**Supplied passage:**
---

NEW YORK — Donna Karan would give you the shirt off her back, if she thought it would help sell her Urban Zen collection.
She did just that on Friday during Urban Zen’s New Elements Collection preview, held in the soaring upper level of the brand’s compound on Greenwich Street here. Models wore folded, draped and tucked pieces with oversize laser-cut leather jewelry, such as coiled bracelets and stacked loop necklaces, topping off most looks. Nature — stones, specifically — inspired the clothes, including a variety of takes on T-shirt dressing, such as washed jersey tanks with asymmetric seams and harem pants in oatmeal, brown, olive and sea green, all colors taken from nature. “They’re eye colors,” Karan said. “Think of every person’s eye color.” A hand-painted shibori print was the lone graphic element.

---

**Supplied data:**

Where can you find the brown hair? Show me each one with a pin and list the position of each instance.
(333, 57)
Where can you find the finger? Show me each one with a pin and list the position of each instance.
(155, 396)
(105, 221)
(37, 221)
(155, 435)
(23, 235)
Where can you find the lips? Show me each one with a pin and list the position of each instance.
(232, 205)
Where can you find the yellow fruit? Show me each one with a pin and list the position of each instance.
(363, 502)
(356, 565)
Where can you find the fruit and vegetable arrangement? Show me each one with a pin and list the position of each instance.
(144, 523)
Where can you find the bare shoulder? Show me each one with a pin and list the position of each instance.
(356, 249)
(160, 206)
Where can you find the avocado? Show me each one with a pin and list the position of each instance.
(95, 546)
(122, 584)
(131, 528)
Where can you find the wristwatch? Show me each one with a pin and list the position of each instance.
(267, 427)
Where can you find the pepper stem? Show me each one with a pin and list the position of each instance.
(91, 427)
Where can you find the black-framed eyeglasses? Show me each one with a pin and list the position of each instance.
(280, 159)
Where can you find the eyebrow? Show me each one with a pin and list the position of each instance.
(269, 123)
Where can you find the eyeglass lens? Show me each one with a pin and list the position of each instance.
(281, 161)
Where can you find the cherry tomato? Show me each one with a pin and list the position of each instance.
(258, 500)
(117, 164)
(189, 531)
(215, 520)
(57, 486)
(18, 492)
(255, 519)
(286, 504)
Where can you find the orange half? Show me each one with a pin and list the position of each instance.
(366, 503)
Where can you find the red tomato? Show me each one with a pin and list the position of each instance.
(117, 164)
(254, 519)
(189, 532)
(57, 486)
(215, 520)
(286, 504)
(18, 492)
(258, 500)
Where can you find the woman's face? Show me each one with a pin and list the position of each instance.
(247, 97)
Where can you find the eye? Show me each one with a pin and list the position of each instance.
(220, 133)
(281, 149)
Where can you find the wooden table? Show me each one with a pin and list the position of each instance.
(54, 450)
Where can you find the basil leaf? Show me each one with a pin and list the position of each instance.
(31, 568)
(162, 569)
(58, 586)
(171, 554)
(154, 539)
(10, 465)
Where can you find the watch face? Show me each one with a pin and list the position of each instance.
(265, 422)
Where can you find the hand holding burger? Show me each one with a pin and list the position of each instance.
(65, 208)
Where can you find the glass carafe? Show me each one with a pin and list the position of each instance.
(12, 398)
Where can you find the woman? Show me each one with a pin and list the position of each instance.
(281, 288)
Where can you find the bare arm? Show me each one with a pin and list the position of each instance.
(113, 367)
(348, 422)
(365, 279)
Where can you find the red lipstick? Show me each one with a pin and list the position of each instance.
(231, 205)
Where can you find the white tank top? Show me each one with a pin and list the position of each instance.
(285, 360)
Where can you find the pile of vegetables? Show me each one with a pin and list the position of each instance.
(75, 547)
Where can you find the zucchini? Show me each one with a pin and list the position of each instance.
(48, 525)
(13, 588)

---

**Problem 1:** From the Urban Zen preview article, copy the part that opens with the words containing "NEW YORK — Donna" and closes with "lone graphic element.".
**Problem 2:** Write the next part of the article on Donna Karan's Urban Zen preview, picking up after its final sentence.
Nothing in the records is needed.

**Reply 1:**
NEW YORK — Donna Karan would give you the shirt off her back, if she thought it would help sell her Urban Zen collection.
She did just that on Friday during Urban Zen’s New Elements Collection preview, held in the soaring upper level of the brand’s compound on Greenwich Street here. Models wore folded, draped and tucked pieces with oversize laser-cut leather jewelry, such as coiled bracelets and stacked loop necklaces, topping off most looks. Nature — stones, specifically — inspired the clothes, including a variety of takes on T-shirt dressing, such as washed jersey tanks with asymmetric seams and harem pants in oatmeal, brown, olive and sea green, all colors taken from nature. “They’re eye colors,” Karan said. “Think of every person’s eye color.” A hand-painted shibori print was the lone graphic element.

**Reply 2:**
“Try this on, you won’t believe how comfortable it is,” Karan gushed, removing her jacket and handing it to a guest. “That looks so great on you.” Next, Karan tried to convince a customer whose wardrobe is almost entirely black to expand her horizons. “Try this on,” she said of a brown dress. “This is the one you want. You’ll look skinny in it. Aren’t these colors the bomb?”
Karan launched Urban Zen on Greenwich Street in 2007, along with a unit in Sag Harbor, N.Y. “It’s where commerce and philanthropy come together,” she said. “It’s a lifestyle brand.” Urban Zen fulfills Karan’s buy-now, wear-now philosophy, a message she’s been preaching for years. “You see the clothes and buy the clothes,” she said Friday. “It’s seasonless, timeless and effortless.”
“We are going to take this out to other locations,” Karan said of Urban Zen, citing Los Angeles, San Francisco, Chicago, Miami, Boston, Washington, D.C. and Texas — she didn’t name a city — as locations for future shops.
“L.A. will be first because I’ve had two pop-up stores there,” she said, including a 2008 temporary shop on a trendy stretch of Robertson Boulevard near Melrose Avenue. Karan said she’s found a location for an Urban Zen store, which will open in September, in the vicinity of Robertson Boulevard.
“Consumers in L.A. will have no problem understanding the Urban Zen concept,” Karan said. “L.A. is a mind, body and spirit kind of place. They get yoga and they get integrated medicine. I know so many healers there. It’s the land of the spirit.”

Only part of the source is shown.